> _Stored items from a collection_
+ + + + + + +
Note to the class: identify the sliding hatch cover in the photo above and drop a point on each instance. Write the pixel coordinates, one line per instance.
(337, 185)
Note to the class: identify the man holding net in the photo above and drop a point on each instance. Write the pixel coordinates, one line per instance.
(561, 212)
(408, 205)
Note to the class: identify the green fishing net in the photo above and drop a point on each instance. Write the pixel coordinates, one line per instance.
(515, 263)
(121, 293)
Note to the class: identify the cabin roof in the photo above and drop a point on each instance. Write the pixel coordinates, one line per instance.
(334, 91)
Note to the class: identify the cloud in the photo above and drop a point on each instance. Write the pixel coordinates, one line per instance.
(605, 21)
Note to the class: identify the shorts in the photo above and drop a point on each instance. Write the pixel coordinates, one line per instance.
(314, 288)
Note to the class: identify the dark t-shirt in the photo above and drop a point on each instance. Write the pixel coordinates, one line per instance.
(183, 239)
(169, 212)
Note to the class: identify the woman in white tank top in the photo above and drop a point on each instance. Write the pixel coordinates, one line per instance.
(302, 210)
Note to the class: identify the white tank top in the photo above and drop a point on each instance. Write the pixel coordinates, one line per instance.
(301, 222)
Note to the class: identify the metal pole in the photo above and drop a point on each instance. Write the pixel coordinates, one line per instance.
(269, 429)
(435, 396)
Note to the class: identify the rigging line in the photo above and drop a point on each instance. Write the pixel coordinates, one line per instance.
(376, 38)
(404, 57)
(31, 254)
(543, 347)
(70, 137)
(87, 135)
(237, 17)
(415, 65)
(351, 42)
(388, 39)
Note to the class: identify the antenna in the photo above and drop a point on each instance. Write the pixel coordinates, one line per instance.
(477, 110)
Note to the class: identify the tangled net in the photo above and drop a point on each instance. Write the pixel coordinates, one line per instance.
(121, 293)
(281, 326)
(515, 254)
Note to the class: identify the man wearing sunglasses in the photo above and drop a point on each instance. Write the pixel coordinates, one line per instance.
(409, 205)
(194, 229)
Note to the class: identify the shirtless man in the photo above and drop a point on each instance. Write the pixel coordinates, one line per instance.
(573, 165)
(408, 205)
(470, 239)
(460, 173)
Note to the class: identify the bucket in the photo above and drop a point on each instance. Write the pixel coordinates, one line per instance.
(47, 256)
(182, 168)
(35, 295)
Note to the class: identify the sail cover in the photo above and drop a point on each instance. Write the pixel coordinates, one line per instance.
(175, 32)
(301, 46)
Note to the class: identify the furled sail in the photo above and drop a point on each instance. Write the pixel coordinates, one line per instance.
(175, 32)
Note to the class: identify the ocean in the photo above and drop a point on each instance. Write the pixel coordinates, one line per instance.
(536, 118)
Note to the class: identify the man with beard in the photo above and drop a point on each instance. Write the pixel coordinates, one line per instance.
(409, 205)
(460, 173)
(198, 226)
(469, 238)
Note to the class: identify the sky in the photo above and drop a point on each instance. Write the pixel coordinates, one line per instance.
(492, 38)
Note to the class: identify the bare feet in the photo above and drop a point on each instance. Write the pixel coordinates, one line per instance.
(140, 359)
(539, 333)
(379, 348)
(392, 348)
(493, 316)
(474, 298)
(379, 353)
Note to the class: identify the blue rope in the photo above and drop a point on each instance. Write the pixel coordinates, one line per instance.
+ + + + + + +
> _TASK TO CARRY OUT_
Print the records above in full, exactly.

> _SOLUTION FOR THIS TASK_
Note to the class: identify the sliding hatch cover in the photo above and drop a point on each instance. Write the pixel coordinates, one line per instance.
(337, 185)
Note to the class: identify the man holding net in the photo above and drop a point on each instance. Write the pixel coordinates, one line per instance.
(561, 212)
(408, 205)
Note to the class: identify the green fishing net in the photo above and drop a point on each instance. Write the pixel coordinates, one line per instance.
(515, 263)
(121, 293)
Note to the class: identify the cabin roof in the photo above and drop a point on each instance. Write the pixel coordinates, one line per instance.
(334, 91)
Note to the class: identify the cloud in the photo above and drop a point on each instance. Write the pixel coordinates, one line per instance.
(605, 21)
Note to the class: identify the shorts in the photo above and drop a point on each instance. Write the pixel coordinates, one line per instance.
(314, 288)
Note to the class: identify the dark t-shirt in the photo above and drop a point on each instance. Write the pixel coordinates, one line per instance.
(183, 239)
(169, 212)
Note to the class: identify the woman in white tank top in the photo above and drop a point on each instance. Write the pixel coordinates, one line per instance.
(302, 210)
Note to the class: identify the white tank top in the photo above and drop a point on each instance. Write the pixel coordinates, one line per instance.
(301, 222)
Note to the class: identify the metal pole in the photo above and drop a point on each instance. Write the pixel coordinates, one line per instance.
(269, 429)
(435, 396)
Note to the class: identify the rigging line in the photo above and drop a point on each instance. Write the pixel coordinates, one line per instance.
(376, 38)
(404, 57)
(31, 254)
(543, 347)
(70, 137)
(87, 135)
(237, 17)
(415, 65)
(351, 42)
(388, 39)
Note to the class: identify the antenna in the photo above and drop a point on each instance. Write the pixel coordinates, one line per instance.
(477, 110)
Note to the class: identify the tangled net in the photo above and drop a point on each instance. Write the pixel coordinates, one line per instance.
(121, 293)
(281, 326)
(515, 254)
Note to the class: identify the man wearing sunglasses in the photo above and drop a point on each instance. Write the pixel coordinates, one line per instance.
(409, 205)
(194, 229)
Note to the class: identify the shirtless man in the photo above and drop a point on each instance. Write the pixel coordinates, one line per instance.
(573, 165)
(408, 205)
(470, 239)
(460, 173)
Note to the class: identify the bucket in the photo above and drop a point on each instance. Write the pixel coordinates, one line per instance.
(47, 256)
(182, 168)
(35, 295)
Note to the class: identify the sail cover in the photo above and drop a point on each instance. Write the pixel coordinates, one line per instance.
(175, 32)
(301, 46)
Note to the class: identify the furled sail in the photo above and drop a point on each instance. Write the pixel coordinates, one line per instance.
(175, 32)
Note to the class: identify the ocean in the photo above and drop a point on each instance. Write the pixel coordinates, one line per instance.
(536, 118)
Note to the class: identify the man with beard in the photo above and drop a point on each instance. Write the pixel coordinates, one line per instance.
(409, 205)
(460, 173)
(198, 226)
(469, 238)
Note to the class: identify the sky in the photo above and drop a point on each instance. Write the pixel coordinates, one line per instance.
(492, 38)
Note to the class: identify the bare feet in the photo above and drop a point on each instance. Write the pixel coordinates, one line per instance.
(140, 359)
(539, 333)
(379, 348)
(392, 348)
(493, 316)
(474, 298)
(379, 353)
Note to the class: identify the blue rope in the photo above and drop a point on each instance. Write the pixel coordinates, one line per instance.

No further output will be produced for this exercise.